Task objective> Reproduce the stretch of the Wolverine & the X-Men review from "Those are the" through "hated and feared.", word for word.

Passage shown>

* * * *

Those are the broad strokes. The finer details would always have played out in the pages of Wolverine & the X-Men. Since it’s here that the story of the X-Men who split with Scott Summers’ increasingly militaristic outlook, the X-Men who left Utopia and returned to commodious environs of Westchester, NY where the original School for Gifted Youngsters was founded, is taken forward. After the events of Schism, Wolverine, Beast, Iceman, Kitty Pryde and others returned not only to Westchester, but to the founding ideals of the X-Men; to educate mutant children and young adults, preparing them for a world where they are hated and feared.
Wolverine and Beast then, are particularly crucial to the working through of AVX. While they’ve split from Scott Summers’ mutants-only island colony of Utopia, they’ve both maintained active Avengers status. Issue #10 of Wolverine & the X-Men then draws together two conflicts. The obvious conflict about where Wolverine stands in this current conflagration. But also the deeper unresolved schism between Wolverine’s way of looking at the world, and Cyclops’.
As with the Captain America guest-appearance issue last month, Jason Aaron achieves a profound, brooding, character-driven drama, laced with a conflict that never comes to blows. This take on developing a richer backstory to AVX is richly rewarding. It provides a deep and rich focus on the “why” of each scenario, it makes conflicts seem personal, it allows the readers to get a sense of the ethical stakes in the matter. Other Marvel books’ tie-ins have taken to presenting AVX as a series of prizefighter-bouts, not at all unlike the popular Marvel/CapCom videogame. With Jason Aaron’s “Avengers Versus X-Men… Versus X-Men”, we come to understand more clearly why these bouts matter.
But of course, the runaway hit here is Chris Bachalo’s masterful artwork. Panels don’t simply run left-to-right, top-to-bottom, they bound and leap and fly across the page. The fold the space of a page the way, just one generation ago, those who read comics on paper once folded the physical page. Bachalo brings in astounding angles to reframe dynamic tensions within each panel, and within the story as a whole. And provides clear, wide, open spaces within the panel to contrast the actions of the characters. This is the multiplication of complexity, and the installing of Wolverine & the X-Men to the level of work of art. And despite the complex form Bachalo’s art takes, despite its ongoing pull towards the avant-garde, the story itself remains imminently accessible. Simply put, this is the rich, visual storytelling we’ve always deserved.

* * * *

Supplied entries>
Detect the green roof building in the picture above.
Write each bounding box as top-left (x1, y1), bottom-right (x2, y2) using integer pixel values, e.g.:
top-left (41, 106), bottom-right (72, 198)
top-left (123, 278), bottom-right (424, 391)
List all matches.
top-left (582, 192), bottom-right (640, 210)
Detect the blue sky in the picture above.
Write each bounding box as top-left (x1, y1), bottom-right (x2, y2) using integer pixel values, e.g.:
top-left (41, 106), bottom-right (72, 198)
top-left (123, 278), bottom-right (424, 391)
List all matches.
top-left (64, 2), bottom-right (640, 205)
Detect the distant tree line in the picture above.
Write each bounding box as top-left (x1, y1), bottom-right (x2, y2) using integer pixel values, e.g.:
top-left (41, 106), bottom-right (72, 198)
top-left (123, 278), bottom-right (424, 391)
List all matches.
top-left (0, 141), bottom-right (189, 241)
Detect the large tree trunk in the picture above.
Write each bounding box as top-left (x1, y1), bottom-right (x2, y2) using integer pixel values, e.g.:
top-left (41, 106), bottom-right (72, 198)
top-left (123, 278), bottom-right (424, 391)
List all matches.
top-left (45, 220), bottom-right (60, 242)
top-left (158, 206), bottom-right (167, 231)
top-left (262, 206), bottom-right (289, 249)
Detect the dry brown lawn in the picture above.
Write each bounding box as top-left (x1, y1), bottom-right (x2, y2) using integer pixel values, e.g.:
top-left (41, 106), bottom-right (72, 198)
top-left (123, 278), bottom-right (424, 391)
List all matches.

* * * *

Written response>
Those are the broad strokes. The finer details would always have played out in the pages of Wolverine & the X-Men. Since it’s here that the story of the X-Men who split with Scott Summers’ increasingly militaristic outlook, the X-Men who left Utopia and returned to commodious environs of Westchester, NY where the original School for Gifted Youngsters was founded, is taken forward. After the events of Schism, Wolverine, Beast, Iceman, Kitty Pryde and others returned not only to Westchester, but to the founding ideals of the X-Men; to educate mutant children and young adults, preparing them for a world where they are hated and feared.